##### EXCERPT
Alfred Kantor (7 November 1923, in Prague – 16 January 2003, in Yarmouth, Maine) was a Czech-born Holocaust survivor, artist and author of The Book of Alfred Kantor. His work depicted daily life in the Nazi concentration camps.

Before Being Sent To Concentration Camps 
Alfred Kantor was expelled in 1941 from the Rottner School of Advertising in Prague after only completing one year of his two-year commercial art program because they had learned of his Jewish Identification.

Theresienstadt Concentration Camp 

Soon after Alfred Kantor had been expelled from the Rottner School of Advertising in Prague in 1941 he was then transported to Theresienstadt Concentration camp, specifically Terezin the ghetto connected to the camp. This camp was made for the public to see that Concentration Camps weren't bad, however thousands still died at this camp. This was only the first stop for Alfred Kantor. In 1944 the Danish Red Cross and International Red cross came to inspect the camp, but they were only touring on previously determined routes. This caused the Nazis to completely change the looks of this camp. They did this by installing new shops and even send out sickly prisoners for healthier ones. After the Red Cross left, they removed everything and went back to normal. This camp had about 140,000 Jews total transferred in, about 90,000 were deported out, and about 33,000 of those Jews died in Theresienstadt.
##########
##### RECORD EXCERPTS
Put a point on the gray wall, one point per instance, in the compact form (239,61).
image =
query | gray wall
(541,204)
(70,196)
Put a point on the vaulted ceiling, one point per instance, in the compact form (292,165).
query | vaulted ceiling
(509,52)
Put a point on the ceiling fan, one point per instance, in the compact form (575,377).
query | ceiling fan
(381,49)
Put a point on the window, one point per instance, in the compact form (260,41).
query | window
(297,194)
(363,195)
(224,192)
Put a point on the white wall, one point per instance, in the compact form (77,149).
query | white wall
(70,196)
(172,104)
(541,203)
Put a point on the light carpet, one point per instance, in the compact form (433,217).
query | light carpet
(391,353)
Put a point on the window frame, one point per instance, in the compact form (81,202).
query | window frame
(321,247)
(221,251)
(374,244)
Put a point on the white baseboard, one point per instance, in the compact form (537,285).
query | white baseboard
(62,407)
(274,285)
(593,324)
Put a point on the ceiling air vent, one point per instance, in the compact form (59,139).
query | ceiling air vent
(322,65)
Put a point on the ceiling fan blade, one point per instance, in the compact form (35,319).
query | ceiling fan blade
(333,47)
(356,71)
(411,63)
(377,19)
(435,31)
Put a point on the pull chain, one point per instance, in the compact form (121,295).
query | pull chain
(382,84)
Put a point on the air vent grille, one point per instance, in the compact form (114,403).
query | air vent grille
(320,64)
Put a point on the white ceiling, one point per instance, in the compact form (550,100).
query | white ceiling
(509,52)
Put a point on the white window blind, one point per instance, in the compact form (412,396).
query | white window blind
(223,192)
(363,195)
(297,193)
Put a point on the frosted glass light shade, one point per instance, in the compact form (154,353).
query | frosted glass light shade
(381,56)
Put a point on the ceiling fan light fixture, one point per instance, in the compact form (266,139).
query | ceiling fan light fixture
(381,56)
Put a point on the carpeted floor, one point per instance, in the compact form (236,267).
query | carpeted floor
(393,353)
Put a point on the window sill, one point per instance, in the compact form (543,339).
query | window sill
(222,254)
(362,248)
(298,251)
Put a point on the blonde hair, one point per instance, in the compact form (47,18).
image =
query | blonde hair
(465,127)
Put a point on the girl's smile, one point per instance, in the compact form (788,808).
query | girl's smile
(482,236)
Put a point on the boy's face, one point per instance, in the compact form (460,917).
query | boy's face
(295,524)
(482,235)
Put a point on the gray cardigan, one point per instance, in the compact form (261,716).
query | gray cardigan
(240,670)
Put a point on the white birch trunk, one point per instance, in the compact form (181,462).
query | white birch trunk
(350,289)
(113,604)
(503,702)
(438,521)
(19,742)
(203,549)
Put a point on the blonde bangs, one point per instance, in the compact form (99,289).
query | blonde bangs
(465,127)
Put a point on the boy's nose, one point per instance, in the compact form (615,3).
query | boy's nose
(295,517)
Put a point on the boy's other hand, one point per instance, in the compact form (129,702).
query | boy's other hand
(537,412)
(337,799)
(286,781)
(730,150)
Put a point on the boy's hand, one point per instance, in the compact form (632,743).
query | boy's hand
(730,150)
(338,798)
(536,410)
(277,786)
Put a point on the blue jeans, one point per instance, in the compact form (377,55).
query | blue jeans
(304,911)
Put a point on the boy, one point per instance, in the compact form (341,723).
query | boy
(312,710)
##########
- _PROBLEM DESCRIPTION_
Print the complete Alfred Kantor text from above, word for word, with nothing changed.

- _FINISHED EXERCISE_
Alfred Kantor (7 November 1923, in Prague – 16 January 2003, in Yarmouth, Maine) was a Czech-born Holocaust survivor, artist and author of The Book of Alfred Kantor. His work depicted daily life in the Nazi concentration camps.

Before Being Sent To Concentration Camps 
Alfred Kantor was expelled in 1941 from the Rottner School of Advertising in Prague after only completing one year of his two-year commercial art program because they had learned of his Jewish Identification.

Theresienstadt Concentration Camp 

Soon after Alfred Kantor had been expelled from the Rottner School of Advertising in Prague in 1941 he was then transported to Theresienstadt Concentration camp, specifically Terezin the ghetto connected to the camp. This camp was made for the public to see that Concentration Camps weren't bad, however thousands still died at this camp. This was only the first stop for Alfred Kantor. In 1944 the Danish Red Cross and International Red cross came to inspect the camp, but they were only touring on previously determined routes. This caused the Nazis to completely change the looks of this camp. They did this by installing new shops and even send out sickly prisoners for healthier ones. After the Red Cross left, they removed everything and went back to normal. This camp had about 140,000 Jews total transferred in, about 90,000 were deported out, and about 33,000 of those Jews died in Theresienstadt.